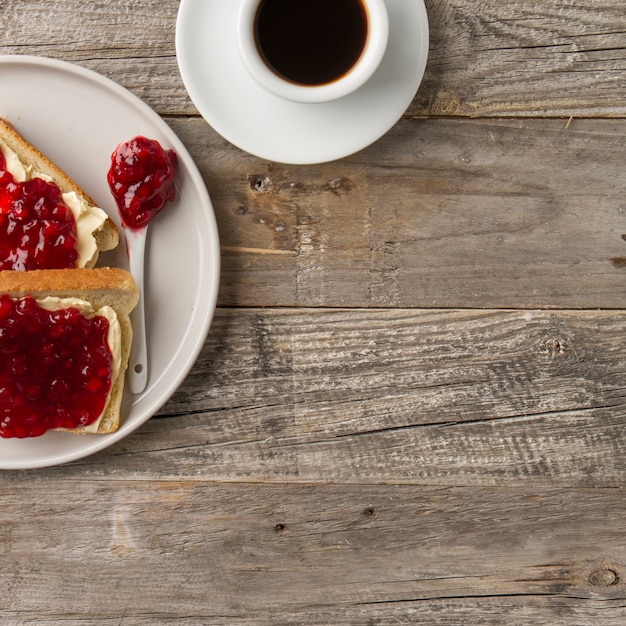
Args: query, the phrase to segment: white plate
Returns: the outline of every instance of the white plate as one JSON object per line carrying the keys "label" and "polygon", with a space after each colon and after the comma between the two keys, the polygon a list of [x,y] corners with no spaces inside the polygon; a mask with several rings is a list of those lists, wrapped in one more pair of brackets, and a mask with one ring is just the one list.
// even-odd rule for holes
{"label": "white plate", "polygon": [[282,163],[332,161],[379,139],[411,104],[428,56],[423,0],[387,0],[389,44],[380,67],[361,89],[322,104],[283,100],[247,73],[237,49],[239,4],[182,0],[176,54],[200,114],[242,150]]}
{"label": "white plate", "polygon": [[[110,435],[49,432],[0,439],[0,469],[27,469],[102,450],[167,401],[193,366],[209,330],[219,285],[219,239],[206,187],[186,148],[129,91],[76,65],[27,56],[0,56],[0,84],[0,116],[78,181],[118,226],[106,182],[115,147],[141,134],[173,148],[179,157],[178,198],[148,235],[148,386],[138,396],[125,392],[121,427]],[[123,240],[114,252],[101,255],[99,265],[128,268]]]}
━━━━━━━━━━━━━━━━━━━━
**Work required**
Update the records by replacing "even-odd rule" with "nonzero winding rule" and leaving everything else unchanged. Omit the pictures from your answer.

**Exercise result**
Args: query, the phrase to segment: white plate
Returns: the outline of every instance of the white plate as one JSON object per line carrying the keys "label" and "polygon", with a space after each colon and after the comma between the two keys, the polygon a list of [x,y] corners with no spaces inside the polygon; a mask with several rings is a list of those lists, wrapped in one more pair of brackets, and a mask with one ring is just the one list.
// nonzero winding rule for holes
{"label": "white plate", "polygon": [[282,163],[332,161],[379,139],[411,104],[428,56],[423,0],[387,0],[389,44],[380,67],[361,89],[322,104],[283,100],[247,73],[237,49],[239,4],[182,0],[176,54],[200,114],[242,150]]}
{"label": "white plate", "polygon": [[[110,435],[49,432],[0,439],[0,469],[27,469],[102,450],[167,401],[193,366],[209,330],[219,285],[219,239],[206,187],[186,148],[129,91],[76,65],[27,56],[0,56],[0,84],[0,116],[78,181],[118,226],[106,182],[115,147],[141,134],[173,148],[179,157],[178,198],[148,235],[148,386],[138,396],[125,392],[121,427]],[[123,240],[114,252],[101,255],[99,265],[128,268]]]}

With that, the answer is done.